▶ [Exercise prompt]: How many lines of the entries below contain the word "each"? Reply with the number alone.

(Entries drawn from a dataset)
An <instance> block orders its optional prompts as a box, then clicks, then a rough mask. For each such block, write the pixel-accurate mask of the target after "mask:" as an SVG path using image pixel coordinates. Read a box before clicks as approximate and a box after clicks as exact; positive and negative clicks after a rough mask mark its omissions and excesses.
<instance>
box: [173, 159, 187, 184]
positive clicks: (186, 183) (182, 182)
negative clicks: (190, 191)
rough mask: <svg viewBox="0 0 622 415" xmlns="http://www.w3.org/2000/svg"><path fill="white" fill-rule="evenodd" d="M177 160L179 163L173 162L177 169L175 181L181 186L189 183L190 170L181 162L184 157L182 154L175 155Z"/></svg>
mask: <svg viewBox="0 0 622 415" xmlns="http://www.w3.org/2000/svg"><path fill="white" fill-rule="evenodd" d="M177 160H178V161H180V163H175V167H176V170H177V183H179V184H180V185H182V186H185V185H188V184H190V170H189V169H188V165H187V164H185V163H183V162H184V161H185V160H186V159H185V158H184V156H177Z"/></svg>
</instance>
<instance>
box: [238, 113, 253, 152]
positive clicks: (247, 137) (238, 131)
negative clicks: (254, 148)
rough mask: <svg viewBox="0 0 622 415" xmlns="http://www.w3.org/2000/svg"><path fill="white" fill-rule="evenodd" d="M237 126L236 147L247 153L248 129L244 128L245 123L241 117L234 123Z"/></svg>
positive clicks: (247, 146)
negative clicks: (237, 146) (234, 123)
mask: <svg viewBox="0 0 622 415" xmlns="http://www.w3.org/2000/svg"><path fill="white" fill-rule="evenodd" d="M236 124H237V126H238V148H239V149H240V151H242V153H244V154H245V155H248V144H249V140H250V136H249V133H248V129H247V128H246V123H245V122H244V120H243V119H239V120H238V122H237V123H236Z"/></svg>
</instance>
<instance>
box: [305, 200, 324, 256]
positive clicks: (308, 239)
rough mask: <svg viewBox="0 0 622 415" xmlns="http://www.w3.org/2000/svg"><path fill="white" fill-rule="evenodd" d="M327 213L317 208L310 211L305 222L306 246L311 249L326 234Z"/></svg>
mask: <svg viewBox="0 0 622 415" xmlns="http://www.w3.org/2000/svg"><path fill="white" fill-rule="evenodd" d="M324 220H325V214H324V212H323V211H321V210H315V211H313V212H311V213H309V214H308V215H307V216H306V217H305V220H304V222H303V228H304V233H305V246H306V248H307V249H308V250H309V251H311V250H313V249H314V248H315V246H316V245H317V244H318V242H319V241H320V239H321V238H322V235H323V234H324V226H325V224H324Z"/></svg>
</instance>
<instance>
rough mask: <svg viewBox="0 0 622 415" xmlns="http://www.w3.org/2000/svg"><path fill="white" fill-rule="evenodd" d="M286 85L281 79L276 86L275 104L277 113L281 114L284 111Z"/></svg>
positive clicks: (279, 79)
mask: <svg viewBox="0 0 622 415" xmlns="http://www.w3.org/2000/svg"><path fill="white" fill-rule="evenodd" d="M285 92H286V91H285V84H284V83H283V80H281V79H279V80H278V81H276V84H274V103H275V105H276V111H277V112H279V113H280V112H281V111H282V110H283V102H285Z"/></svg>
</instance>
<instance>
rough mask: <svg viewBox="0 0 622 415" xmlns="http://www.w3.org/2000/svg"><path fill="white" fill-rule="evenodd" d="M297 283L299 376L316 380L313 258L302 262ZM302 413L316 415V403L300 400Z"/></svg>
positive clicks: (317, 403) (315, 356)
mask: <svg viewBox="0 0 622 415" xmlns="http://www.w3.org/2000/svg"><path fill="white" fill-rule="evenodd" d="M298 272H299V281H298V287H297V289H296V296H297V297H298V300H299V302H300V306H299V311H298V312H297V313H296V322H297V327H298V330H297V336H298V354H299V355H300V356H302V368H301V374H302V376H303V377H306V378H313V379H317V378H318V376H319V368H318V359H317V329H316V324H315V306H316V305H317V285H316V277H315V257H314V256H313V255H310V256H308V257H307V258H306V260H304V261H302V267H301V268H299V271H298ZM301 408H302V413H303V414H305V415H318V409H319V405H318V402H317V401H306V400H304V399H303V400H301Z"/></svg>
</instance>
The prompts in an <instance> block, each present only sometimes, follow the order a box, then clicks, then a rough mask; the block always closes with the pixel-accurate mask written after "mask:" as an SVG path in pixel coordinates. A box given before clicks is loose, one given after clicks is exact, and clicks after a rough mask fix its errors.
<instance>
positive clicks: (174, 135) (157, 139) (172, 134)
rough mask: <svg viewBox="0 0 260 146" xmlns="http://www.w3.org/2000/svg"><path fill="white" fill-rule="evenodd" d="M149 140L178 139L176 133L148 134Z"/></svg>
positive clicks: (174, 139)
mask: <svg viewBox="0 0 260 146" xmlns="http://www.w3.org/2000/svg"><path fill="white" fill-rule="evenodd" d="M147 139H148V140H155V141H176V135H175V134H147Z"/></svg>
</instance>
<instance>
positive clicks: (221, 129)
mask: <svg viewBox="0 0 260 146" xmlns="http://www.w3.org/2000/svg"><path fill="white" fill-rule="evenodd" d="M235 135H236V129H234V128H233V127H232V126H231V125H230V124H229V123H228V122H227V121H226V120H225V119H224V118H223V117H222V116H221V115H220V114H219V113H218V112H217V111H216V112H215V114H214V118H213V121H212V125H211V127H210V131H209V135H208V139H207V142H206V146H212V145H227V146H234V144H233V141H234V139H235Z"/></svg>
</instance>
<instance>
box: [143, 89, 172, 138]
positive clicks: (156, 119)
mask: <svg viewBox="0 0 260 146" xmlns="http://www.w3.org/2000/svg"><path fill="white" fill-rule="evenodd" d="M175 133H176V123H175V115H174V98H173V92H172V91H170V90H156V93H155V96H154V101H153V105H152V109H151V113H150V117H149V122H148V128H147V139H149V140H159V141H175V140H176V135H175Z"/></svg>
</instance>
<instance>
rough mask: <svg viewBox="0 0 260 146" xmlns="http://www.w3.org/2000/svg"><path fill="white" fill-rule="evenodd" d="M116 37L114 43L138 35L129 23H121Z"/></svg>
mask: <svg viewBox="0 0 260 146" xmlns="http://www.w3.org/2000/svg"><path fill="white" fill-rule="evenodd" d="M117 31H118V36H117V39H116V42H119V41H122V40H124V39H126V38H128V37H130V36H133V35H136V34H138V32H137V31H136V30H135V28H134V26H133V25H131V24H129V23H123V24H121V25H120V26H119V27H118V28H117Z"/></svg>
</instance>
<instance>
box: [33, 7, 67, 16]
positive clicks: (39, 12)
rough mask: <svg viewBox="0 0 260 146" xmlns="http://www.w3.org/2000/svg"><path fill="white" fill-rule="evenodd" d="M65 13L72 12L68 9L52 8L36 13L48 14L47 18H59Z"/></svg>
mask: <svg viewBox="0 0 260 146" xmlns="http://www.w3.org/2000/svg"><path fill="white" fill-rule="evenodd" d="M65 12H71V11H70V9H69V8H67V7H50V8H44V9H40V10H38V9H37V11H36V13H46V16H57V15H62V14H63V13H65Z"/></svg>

▶ [Problem solution]: 2